News / USA

Obama's Vow to Speed Deportation of Children at Odds with Public Opinion

Migrants from Central America hold candles during a protest demanding a reform in U.S. immigration laws which regulate the illegal exodus of children into the U.S., and to provide protection for them, outside the U.S. embassy in Mexico City, August 9, 201
Migrants from Central America hold candles during a protest demanding a reform in U.S. immigration laws which regulate the illegal exodus of children into the U.S., and to provide protection for them, outside the U.S. embassy in Mexico City, August 9, 201
Reuters

President Barack Obama's pledge to fast-track the deportation of migrant children from Central America is out of step with the opinion of a majority of Americans, who say the children should be allowed to stay in the United States, at least for a while.

The results of a Reuters/Ipsos poll highlight the complexity of the child migrant issue for Obama, who has sought to emphasize his compassion while also insisting that his administration plans to send home most of the children, many of whom have fled violence in their homelands.

The poll, conducted on July 31-Aug. 5, found that 51 percent of Americans believe the unaccompanied children being detained at the U.S.-Mexico border should be allowed to remain in the country for some length of time.

That included 38 percent who thought the unaccompanied youngsters should be sheltered and cared for until it was deemed safe for them to return home. Thirteen percent said the children should be allowed to stay in the United States, while 32 percent said the children should be immediately deported.

“Overall, people are humane and they understand that no matter what our situation is with the budget, whether or not we can afford this, these are kids. No matter what the immigration system is, they are innocent,” said Lance Lee, 42, of Alabama, who took part in the survey.

But Lee said he wanted to see the border sealed to prevent another wave of illegal migrants entering the United States.

Between October 2013 and the end of July of this year, nearly 63,000 unaccompanied children have flooded across the southwestern U.S. border. Many are from Honduras, El Salvador and Guatemala.
::::
:: Objective ::
In the article on deporting child migrants, condense the paragraph beginning "That included 38 percent" into a short bulleted list that keeps all of its figures. None of the records is needed to do the task.

[Pointing records]
::::
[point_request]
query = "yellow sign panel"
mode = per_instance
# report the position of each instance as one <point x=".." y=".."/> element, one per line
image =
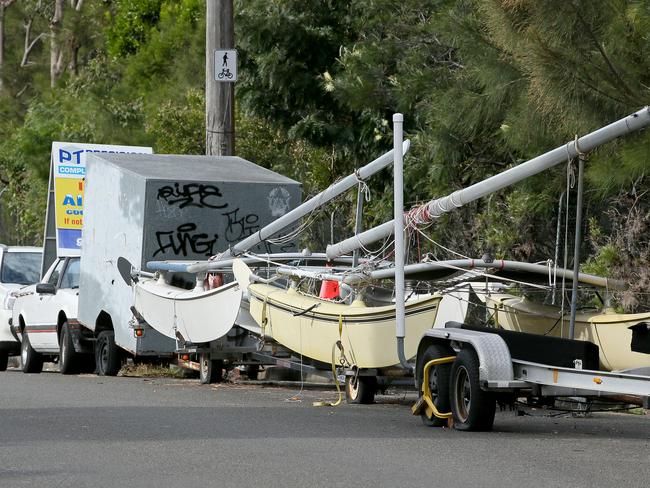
<point x="69" y="206"/>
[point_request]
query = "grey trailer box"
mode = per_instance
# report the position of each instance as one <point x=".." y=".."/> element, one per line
<point x="165" y="207"/>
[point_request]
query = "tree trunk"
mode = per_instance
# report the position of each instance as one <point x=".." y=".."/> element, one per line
<point x="3" y="6"/>
<point x="56" y="43"/>
<point x="2" y="44"/>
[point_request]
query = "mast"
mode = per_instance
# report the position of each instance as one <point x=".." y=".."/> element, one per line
<point x="435" y="208"/>
<point x="297" y="213"/>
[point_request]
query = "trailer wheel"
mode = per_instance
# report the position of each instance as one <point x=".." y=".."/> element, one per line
<point x="438" y="382"/>
<point x="107" y="355"/>
<point x="472" y="407"/>
<point x="210" y="370"/>
<point x="32" y="361"/>
<point x="252" y="371"/>
<point x="361" y="391"/>
<point x="68" y="357"/>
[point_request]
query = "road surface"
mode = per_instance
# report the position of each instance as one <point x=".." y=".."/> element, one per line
<point x="89" y="431"/>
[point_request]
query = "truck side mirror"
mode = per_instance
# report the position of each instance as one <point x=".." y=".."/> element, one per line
<point x="46" y="289"/>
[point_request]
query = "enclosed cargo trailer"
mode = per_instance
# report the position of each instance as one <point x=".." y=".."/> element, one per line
<point x="163" y="207"/>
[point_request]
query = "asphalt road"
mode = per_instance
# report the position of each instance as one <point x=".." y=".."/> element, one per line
<point x="94" y="431"/>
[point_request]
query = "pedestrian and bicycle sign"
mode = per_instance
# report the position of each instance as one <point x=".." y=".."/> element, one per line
<point x="225" y="65"/>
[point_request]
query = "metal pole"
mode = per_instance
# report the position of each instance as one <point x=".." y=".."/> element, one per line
<point x="219" y="96"/>
<point x="436" y="208"/>
<point x="398" y="210"/>
<point x="557" y="246"/>
<point x="576" y="248"/>
<point x="358" y="224"/>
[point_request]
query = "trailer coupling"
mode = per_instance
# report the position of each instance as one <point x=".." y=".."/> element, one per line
<point x="425" y="402"/>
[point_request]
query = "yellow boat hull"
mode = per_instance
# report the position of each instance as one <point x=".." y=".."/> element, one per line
<point x="608" y="330"/>
<point x="366" y="333"/>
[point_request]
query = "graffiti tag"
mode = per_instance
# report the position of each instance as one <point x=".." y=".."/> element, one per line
<point x="185" y="240"/>
<point x="239" y="228"/>
<point x="192" y="195"/>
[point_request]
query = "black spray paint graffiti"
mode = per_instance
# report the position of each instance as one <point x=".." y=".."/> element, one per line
<point x="239" y="228"/>
<point x="185" y="240"/>
<point x="192" y="195"/>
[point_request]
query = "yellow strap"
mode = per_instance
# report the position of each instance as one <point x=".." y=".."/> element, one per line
<point x="265" y="319"/>
<point x="336" y="378"/>
<point x="431" y="410"/>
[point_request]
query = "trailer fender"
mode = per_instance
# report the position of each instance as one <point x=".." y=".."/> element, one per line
<point x="492" y="351"/>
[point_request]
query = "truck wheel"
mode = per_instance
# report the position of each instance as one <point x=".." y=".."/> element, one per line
<point x="472" y="408"/>
<point x="68" y="357"/>
<point x="107" y="355"/>
<point x="32" y="361"/>
<point x="438" y="382"/>
<point x="361" y="391"/>
<point x="210" y="370"/>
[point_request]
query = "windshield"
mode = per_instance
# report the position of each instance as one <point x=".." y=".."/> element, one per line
<point x="22" y="268"/>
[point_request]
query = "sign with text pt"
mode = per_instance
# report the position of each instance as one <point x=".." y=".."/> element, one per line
<point x="68" y="178"/>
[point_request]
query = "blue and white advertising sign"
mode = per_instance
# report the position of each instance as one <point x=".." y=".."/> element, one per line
<point x="69" y="170"/>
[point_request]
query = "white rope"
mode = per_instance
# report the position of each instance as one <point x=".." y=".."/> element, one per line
<point x="440" y="245"/>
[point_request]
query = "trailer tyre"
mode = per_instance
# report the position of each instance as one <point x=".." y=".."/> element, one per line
<point x="361" y="391"/>
<point x="32" y="362"/>
<point x="472" y="407"/>
<point x="68" y="357"/>
<point x="252" y="371"/>
<point x="438" y="382"/>
<point x="108" y="357"/>
<point x="210" y="370"/>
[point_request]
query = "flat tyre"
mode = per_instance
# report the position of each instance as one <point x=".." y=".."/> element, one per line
<point x="472" y="407"/>
<point x="108" y="357"/>
<point x="69" y="360"/>
<point x="32" y="362"/>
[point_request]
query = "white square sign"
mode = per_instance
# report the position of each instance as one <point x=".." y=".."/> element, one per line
<point x="225" y="65"/>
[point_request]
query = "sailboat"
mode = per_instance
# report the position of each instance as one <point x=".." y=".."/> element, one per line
<point x="609" y="330"/>
<point x="314" y="327"/>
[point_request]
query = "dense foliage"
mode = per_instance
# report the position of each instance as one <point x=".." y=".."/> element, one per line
<point x="483" y="85"/>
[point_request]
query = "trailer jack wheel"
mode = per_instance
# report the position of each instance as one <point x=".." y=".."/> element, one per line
<point x="210" y="370"/>
<point x="360" y="390"/>
<point x="472" y="407"/>
<point x="438" y="379"/>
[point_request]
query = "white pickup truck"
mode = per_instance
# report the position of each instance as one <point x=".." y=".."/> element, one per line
<point x="19" y="266"/>
<point x="45" y="319"/>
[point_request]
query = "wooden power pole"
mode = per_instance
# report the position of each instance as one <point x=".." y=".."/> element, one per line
<point x="219" y="95"/>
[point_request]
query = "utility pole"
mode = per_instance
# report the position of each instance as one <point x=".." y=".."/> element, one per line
<point x="219" y="95"/>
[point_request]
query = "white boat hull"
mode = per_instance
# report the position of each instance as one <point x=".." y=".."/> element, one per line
<point x="609" y="331"/>
<point x="198" y="316"/>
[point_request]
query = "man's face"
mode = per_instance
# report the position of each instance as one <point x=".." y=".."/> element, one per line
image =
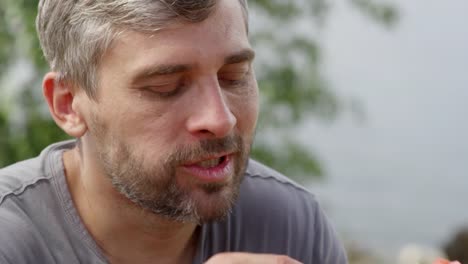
<point x="176" y="115"/>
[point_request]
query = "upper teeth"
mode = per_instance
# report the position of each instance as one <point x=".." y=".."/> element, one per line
<point x="209" y="163"/>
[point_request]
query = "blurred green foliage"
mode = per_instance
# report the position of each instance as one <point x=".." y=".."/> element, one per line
<point x="291" y="84"/>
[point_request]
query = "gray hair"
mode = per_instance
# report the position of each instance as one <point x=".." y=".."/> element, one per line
<point x="75" y="34"/>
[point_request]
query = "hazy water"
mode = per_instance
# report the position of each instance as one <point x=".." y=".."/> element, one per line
<point x="402" y="175"/>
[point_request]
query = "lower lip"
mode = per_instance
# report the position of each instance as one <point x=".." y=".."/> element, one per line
<point x="218" y="173"/>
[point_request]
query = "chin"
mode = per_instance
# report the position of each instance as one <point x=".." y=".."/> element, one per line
<point x="214" y="204"/>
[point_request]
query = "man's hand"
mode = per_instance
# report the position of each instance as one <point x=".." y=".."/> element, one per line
<point x="250" y="258"/>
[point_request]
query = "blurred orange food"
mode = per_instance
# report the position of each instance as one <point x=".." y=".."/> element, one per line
<point x="444" y="261"/>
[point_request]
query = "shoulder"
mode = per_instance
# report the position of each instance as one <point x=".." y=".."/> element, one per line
<point x="19" y="239"/>
<point x="21" y="176"/>
<point x="273" y="207"/>
<point x="16" y="178"/>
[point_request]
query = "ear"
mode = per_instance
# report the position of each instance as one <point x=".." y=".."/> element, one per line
<point x="62" y="101"/>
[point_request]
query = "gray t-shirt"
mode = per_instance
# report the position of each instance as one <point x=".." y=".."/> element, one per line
<point x="40" y="224"/>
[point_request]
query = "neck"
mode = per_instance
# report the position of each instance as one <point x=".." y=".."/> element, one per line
<point x="125" y="232"/>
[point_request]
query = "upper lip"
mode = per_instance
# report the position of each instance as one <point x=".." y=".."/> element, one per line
<point x="213" y="156"/>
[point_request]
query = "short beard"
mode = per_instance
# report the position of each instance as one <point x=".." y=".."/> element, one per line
<point x="155" y="188"/>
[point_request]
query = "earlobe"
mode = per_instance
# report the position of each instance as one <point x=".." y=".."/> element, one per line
<point x="62" y="101"/>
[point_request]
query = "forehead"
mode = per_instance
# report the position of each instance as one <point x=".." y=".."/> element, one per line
<point x="208" y="42"/>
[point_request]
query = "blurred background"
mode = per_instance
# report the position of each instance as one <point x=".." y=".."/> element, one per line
<point x="363" y="101"/>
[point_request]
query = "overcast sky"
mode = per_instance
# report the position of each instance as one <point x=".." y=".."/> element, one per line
<point x="391" y="178"/>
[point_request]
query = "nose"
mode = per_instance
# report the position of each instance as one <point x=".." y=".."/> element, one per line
<point x="210" y="115"/>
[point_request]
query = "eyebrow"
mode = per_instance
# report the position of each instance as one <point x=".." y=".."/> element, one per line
<point x="162" y="70"/>
<point x="242" y="56"/>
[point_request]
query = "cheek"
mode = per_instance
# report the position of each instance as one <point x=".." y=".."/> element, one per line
<point x="246" y="108"/>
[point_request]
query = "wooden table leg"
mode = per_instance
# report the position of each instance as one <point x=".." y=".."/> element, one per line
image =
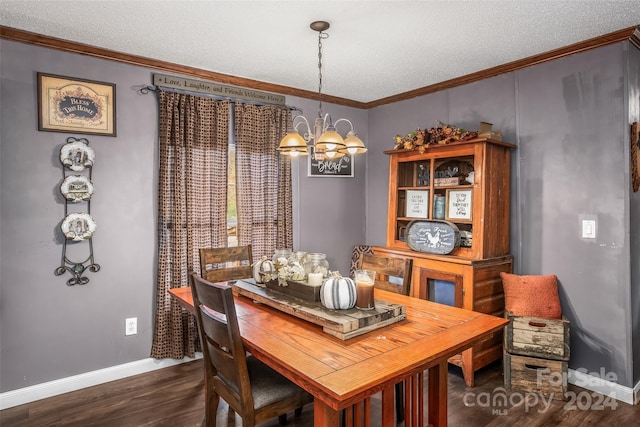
<point x="437" y="399"/>
<point x="323" y="415"/>
<point x="388" y="406"/>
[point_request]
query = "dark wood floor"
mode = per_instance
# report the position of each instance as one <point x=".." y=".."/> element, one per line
<point x="174" y="397"/>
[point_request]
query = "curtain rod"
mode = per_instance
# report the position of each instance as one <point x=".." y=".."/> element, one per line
<point x="145" y="89"/>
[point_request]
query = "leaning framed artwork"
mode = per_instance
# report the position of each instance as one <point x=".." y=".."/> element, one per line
<point x="459" y="205"/>
<point x="73" y="105"/>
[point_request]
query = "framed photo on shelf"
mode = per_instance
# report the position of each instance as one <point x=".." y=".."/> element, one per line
<point x="72" y="105"/>
<point x="417" y="204"/>
<point x="459" y="206"/>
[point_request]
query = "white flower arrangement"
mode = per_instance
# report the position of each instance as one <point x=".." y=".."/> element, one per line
<point x="288" y="270"/>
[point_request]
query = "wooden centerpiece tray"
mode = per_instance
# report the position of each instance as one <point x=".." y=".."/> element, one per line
<point x="343" y="324"/>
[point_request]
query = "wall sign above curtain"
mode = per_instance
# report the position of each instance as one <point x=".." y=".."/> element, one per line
<point x="211" y="88"/>
<point x="73" y="105"/>
<point x="340" y="167"/>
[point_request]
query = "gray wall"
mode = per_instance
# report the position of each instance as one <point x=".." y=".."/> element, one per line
<point x="634" y="208"/>
<point x="49" y="330"/>
<point x="569" y="120"/>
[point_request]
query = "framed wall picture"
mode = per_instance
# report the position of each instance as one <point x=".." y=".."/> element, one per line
<point x="417" y="204"/>
<point x="74" y="105"/>
<point x="459" y="206"/>
<point x="340" y="167"/>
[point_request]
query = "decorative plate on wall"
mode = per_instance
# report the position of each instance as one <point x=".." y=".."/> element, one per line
<point x="77" y="155"/>
<point x="78" y="226"/>
<point x="77" y="188"/>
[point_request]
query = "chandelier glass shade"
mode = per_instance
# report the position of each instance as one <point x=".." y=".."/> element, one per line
<point x="324" y="137"/>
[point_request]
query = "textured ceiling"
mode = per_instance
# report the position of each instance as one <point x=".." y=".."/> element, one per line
<point x="375" y="49"/>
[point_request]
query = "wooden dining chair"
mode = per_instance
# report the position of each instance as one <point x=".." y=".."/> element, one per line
<point x="392" y="274"/>
<point x="223" y="264"/>
<point x="252" y="389"/>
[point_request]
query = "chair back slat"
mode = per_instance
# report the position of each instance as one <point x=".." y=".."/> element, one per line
<point x="223" y="264"/>
<point x="223" y="351"/>
<point x="392" y="273"/>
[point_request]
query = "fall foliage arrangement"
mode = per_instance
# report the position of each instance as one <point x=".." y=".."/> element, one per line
<point x="442" y="134"/>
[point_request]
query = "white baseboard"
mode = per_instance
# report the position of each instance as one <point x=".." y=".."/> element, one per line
<point x="88" y="379"/>
<point x="101" y="376"/>
<point x="608" y="388"/>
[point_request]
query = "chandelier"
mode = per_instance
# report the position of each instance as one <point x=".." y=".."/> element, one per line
<point x="325" y="139"/>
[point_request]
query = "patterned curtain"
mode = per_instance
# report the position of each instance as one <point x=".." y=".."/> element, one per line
<point x="194" y="135"/>
<point x="263" y="179"/>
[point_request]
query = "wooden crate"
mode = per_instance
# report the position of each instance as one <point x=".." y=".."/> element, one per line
<point x="535" y="375"/>
<point x="537" y="337"/>
<point x="343" y="324"/>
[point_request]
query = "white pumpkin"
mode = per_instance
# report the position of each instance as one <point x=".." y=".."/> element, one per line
<point x="263" y="269"/>
<point x="338" y="293"/>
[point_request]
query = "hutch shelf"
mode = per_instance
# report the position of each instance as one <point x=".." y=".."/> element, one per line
<point x="472" y="178"/>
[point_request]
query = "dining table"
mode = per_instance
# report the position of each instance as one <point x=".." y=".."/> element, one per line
<point x="343" y="374"/>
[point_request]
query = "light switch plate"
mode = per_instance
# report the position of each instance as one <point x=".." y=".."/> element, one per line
<point x="131" y="326"/>
<point x="588" y="229"/>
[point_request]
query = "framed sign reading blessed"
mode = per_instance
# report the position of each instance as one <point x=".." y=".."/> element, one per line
<point x="76" y="106"/>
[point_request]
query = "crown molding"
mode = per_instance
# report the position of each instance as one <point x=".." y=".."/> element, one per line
<point x="631" y="34"/>
<point x="185" y="70"/>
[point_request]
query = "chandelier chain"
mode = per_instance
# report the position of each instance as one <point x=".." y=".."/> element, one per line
<point x="321" y="36"/>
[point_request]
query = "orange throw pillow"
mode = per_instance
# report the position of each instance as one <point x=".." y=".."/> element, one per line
<point x="533" y="296"/>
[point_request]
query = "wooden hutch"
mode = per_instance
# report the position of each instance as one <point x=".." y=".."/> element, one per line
<point x="469" y="276"/>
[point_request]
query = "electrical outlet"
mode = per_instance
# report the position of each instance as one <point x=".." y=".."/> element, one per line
<point x="131" y="326"/>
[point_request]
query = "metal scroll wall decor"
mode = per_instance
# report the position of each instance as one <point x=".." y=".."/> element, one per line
<point x="77" y="226"/>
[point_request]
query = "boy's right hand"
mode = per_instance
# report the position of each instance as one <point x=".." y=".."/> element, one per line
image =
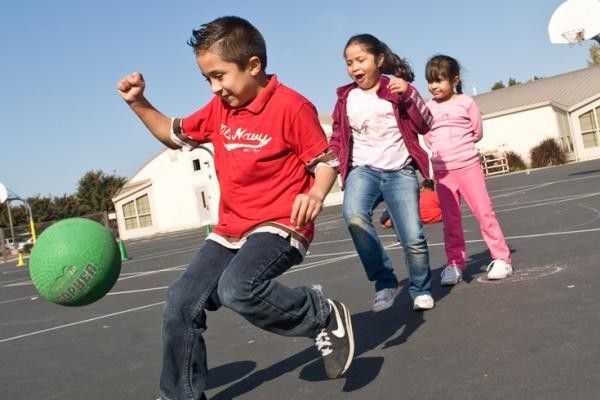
<point x="131" y="87"/>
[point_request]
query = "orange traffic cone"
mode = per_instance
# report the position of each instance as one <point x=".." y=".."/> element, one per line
<point x="21" y="261"/>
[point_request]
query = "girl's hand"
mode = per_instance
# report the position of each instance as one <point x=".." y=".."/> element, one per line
<point x="397" y="85"/>
<point x="131" y="87"/>
<point x="305" y="209"/>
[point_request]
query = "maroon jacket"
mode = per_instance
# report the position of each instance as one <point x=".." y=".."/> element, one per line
<point x="412" y="115"/>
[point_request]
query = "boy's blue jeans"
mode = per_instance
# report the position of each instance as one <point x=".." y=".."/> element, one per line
<point x="365" y="188"/>
<point x="242" y="281"/>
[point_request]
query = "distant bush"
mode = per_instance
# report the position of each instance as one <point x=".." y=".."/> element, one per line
<point x="547" y="153"/>
<point x="515" y="162"/>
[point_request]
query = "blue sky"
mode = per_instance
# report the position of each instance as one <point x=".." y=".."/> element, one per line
<point x="60" y="62"/>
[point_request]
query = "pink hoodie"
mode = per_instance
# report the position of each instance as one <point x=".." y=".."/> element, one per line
<point x="456" y="128"/>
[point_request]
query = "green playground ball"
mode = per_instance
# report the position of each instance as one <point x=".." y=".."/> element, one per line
<point x="75" y="262"/>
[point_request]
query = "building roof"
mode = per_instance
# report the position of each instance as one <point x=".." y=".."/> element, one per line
<point x="564" y="91"/>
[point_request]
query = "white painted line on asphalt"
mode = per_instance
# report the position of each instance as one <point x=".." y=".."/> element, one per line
<point x="55" y="328"/>
<point x="136" y="291"/>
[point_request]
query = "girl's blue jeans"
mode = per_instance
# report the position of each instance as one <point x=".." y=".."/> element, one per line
<point x="241" y="280"/>
<point x="365" y="188"/>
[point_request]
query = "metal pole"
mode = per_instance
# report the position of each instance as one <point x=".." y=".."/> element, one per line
<point x="12" y="230"/>
<point x="31" y="224"/>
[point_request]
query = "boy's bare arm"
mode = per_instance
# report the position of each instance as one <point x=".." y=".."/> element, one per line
<point x="131" y="88"/>
<point x="307" y="206"/>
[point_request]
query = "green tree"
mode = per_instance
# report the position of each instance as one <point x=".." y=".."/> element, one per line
<point x="96" y="189"/>
<point x="594" y="58"/>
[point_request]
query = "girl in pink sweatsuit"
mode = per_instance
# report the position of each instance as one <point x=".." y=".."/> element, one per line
<point x="456" y="128"/>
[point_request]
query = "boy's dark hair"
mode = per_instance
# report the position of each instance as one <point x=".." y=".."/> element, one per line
<point x="233" y="38"/>
<point x="392" y="64"/>
<point x="442" y="67"/>
<point x="428" y="184"/>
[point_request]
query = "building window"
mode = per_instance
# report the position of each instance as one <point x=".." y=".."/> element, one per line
<point x="196" y="164"/>
<point x="566" y="140"/>
<point x="588" y="123"/>
<point x="137" y="213"/>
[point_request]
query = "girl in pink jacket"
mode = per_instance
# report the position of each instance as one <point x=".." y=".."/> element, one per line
<point x="455" y="159"/>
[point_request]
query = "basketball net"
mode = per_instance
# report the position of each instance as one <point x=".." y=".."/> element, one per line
<point x="574" y="36"/>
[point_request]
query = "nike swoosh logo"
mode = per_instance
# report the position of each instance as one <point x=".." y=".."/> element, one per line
<point x="339" y="331"/>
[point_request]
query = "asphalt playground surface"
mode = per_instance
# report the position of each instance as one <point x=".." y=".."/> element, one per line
<point x="535" y="335"/>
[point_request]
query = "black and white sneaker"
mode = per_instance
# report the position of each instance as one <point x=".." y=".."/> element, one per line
<point x="335" y="342"/>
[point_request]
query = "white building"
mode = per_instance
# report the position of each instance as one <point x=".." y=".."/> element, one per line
<point x="176" y="190"/>
<point x="565" y="107"/>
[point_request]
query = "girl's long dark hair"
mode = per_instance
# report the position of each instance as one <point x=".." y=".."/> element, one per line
<point x="392" y="63"/>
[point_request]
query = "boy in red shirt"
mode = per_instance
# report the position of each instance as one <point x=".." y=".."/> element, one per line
<point x="275" y="169"/>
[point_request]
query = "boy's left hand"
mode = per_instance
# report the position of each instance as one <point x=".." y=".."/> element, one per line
<point x="305" y="209"/>
<point x="397" y="85"/>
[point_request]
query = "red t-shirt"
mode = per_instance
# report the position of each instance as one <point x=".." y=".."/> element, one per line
<point x="260" y="155"/>
<point x="429" y="205"/>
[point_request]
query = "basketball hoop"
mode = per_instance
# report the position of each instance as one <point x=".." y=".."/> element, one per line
<point x="574" y="36"/>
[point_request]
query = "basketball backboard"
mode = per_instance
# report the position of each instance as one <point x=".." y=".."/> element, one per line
<point x="574" y="21"/>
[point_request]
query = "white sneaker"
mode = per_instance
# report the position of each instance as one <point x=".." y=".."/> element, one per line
<point x="384" y="299"/>
<point x="451" y="275"/>
<point x="423" y="302"/>
<point x="499" y="269"/>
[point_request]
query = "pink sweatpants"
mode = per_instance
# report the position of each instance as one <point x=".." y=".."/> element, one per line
<point x="468" y="183"/>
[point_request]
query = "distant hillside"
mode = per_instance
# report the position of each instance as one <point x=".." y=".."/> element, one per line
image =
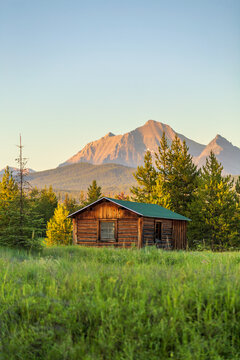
::::
:: Result below ::
- 38 percent: shelter and care for the children until it is deemed safe for them to return home
- 13 percent: allow the children to stay in the United States
- 32 percent: deport the children immediately